Items from a dataset:
• • • • • • •
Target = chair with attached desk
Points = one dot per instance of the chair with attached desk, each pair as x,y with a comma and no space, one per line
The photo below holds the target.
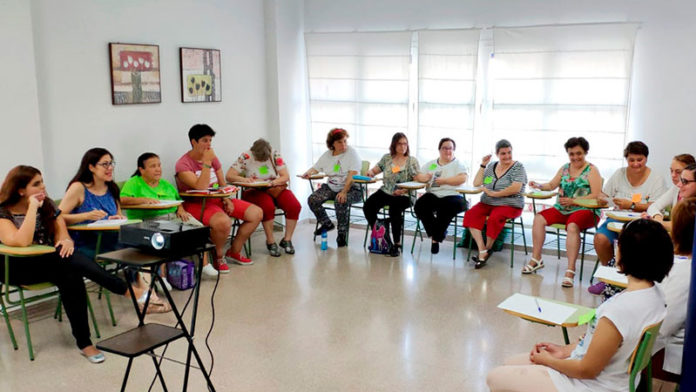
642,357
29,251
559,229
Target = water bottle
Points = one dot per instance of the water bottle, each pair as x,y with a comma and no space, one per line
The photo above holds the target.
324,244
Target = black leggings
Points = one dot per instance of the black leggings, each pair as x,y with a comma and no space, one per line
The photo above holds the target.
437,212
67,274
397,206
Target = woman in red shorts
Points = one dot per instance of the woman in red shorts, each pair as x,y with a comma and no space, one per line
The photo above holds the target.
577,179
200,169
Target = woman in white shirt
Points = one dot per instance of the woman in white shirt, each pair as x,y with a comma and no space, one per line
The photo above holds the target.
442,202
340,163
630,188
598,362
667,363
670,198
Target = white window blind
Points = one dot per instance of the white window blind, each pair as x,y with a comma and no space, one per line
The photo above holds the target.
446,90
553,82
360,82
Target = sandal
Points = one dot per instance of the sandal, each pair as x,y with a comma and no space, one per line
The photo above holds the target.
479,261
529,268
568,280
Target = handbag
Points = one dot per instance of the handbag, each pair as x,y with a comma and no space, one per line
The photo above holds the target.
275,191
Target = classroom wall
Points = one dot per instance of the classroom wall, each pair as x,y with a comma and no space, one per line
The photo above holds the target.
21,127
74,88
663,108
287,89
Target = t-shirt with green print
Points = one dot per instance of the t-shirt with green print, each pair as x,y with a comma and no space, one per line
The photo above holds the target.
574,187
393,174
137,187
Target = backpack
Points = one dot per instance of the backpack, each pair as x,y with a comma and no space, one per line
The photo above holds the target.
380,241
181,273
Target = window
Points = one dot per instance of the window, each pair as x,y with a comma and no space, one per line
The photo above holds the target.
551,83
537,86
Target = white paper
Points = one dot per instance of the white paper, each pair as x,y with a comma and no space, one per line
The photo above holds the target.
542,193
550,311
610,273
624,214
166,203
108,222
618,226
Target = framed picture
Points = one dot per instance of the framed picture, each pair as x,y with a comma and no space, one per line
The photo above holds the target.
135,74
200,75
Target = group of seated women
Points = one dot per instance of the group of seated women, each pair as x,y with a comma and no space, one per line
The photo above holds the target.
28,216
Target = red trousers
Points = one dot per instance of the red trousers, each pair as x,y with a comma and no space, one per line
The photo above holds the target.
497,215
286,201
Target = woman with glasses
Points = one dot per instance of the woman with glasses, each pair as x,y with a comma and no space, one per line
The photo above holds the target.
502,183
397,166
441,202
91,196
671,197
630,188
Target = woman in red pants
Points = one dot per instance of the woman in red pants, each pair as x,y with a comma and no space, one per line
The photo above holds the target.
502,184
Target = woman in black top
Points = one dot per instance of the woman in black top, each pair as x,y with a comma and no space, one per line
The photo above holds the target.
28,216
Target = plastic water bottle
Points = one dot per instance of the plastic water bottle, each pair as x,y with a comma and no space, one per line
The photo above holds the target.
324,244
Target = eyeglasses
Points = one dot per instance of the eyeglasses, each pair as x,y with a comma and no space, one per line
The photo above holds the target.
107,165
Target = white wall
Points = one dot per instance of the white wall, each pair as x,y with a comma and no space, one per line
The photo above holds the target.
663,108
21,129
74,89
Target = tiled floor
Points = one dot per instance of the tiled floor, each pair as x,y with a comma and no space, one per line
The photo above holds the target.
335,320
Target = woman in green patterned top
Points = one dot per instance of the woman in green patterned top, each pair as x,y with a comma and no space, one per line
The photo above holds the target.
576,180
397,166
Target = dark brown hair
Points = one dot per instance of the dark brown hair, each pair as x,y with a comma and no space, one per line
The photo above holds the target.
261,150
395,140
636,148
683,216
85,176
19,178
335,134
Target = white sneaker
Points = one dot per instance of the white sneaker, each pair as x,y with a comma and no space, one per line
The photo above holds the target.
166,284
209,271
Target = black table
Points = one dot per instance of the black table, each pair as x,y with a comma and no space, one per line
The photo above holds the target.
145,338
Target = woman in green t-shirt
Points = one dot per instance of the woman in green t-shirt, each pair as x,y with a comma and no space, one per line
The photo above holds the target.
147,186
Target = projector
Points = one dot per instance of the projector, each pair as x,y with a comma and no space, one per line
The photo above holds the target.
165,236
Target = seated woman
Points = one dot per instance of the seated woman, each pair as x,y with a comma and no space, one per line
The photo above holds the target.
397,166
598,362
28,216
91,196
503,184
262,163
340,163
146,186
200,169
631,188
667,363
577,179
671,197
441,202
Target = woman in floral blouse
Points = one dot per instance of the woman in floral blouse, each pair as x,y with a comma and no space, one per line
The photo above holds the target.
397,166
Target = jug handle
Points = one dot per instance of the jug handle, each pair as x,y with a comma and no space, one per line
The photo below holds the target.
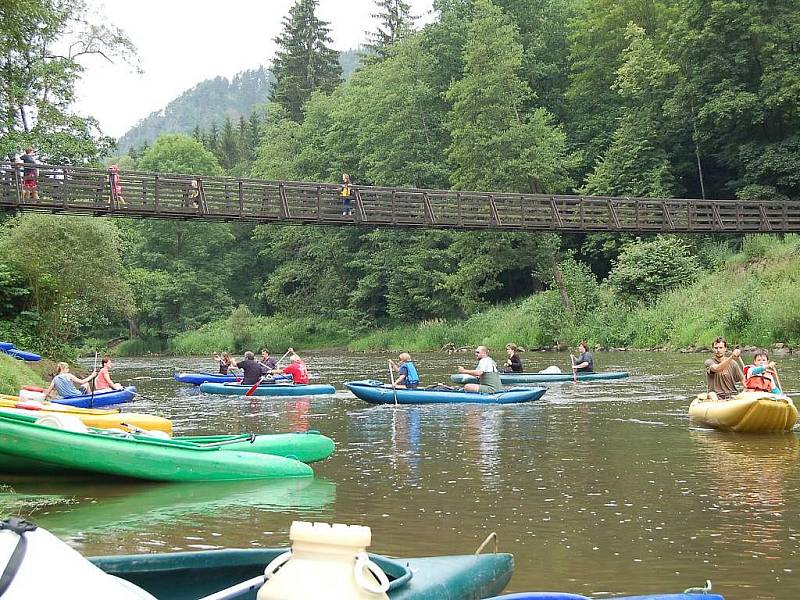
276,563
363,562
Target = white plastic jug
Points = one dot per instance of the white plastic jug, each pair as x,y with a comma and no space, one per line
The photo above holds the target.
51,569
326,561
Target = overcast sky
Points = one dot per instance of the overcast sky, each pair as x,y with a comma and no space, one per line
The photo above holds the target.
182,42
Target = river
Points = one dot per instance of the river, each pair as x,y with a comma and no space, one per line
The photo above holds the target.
• • • • • • •
▶ _GOAL OF THE EXERCISE_:
Extract the lines beginning with the one that contains "Target = white sneaker" and ending with the last line of the listing. Keep them exact and drop the pictures.

▶ _COMPLETE RESPONSE_:
Target = white sneaker
Points = one dot per instance of the white sneaker, each pair as x,y with a comma and no space, one per line
The photo above holds the target.
166,284
209,271
Target = black table
Points = one dot per instance of the black table, each pair as x,y with a comma and no space, one per line
The photo above holds the target.
145,338
Target = woman in green t-shirt
Points = one dot per instance of the woman in green t-shirt, each pair as x,y with a comma and no space, one per line
The photo above holds the target.
147,186
Target = projector
Points = one dot per instance of the projector, each pair as x,y with a comma and no space, one per line
The photo above holds the target.
165,236
Target = seated woman
Points = one dot per instance of the seated woman, each pair as x,y with a comma and no space, one per line
The photo above holds the target.
397,166
598,362
28,216
91,196
503,184
262,163
340,163
146,186
200,169
631,188
667,363
577,179
671,197
441,202
Target = woman in floral blouse
Points = one dot per instance of the woman in floral blouse, each pair as x,y with a comma and no space, one per line
The photo above holds the target.
397,166
Target = jug handle
Points = one dot per instance of the jug handle, each pair as x,y with a comma and no space, one per line
The photo below holds the target.
276,563
363,562
Target = white plastic jug
Points = one dot per instance of the white plastic jug, each pair as x,y with a comma and no space, one per line
The photo above holds the target.
51,569
326,561
Target = overcast sky
Points = one dot per instance of the overcast sky, each pair as x,y with a comma and no space, one per line
The photo above holds the target.
182,42
Target = river
Points = one dot per instance of the river, each pair as x,y with a comma and no space, one per line
The photo above holds the target.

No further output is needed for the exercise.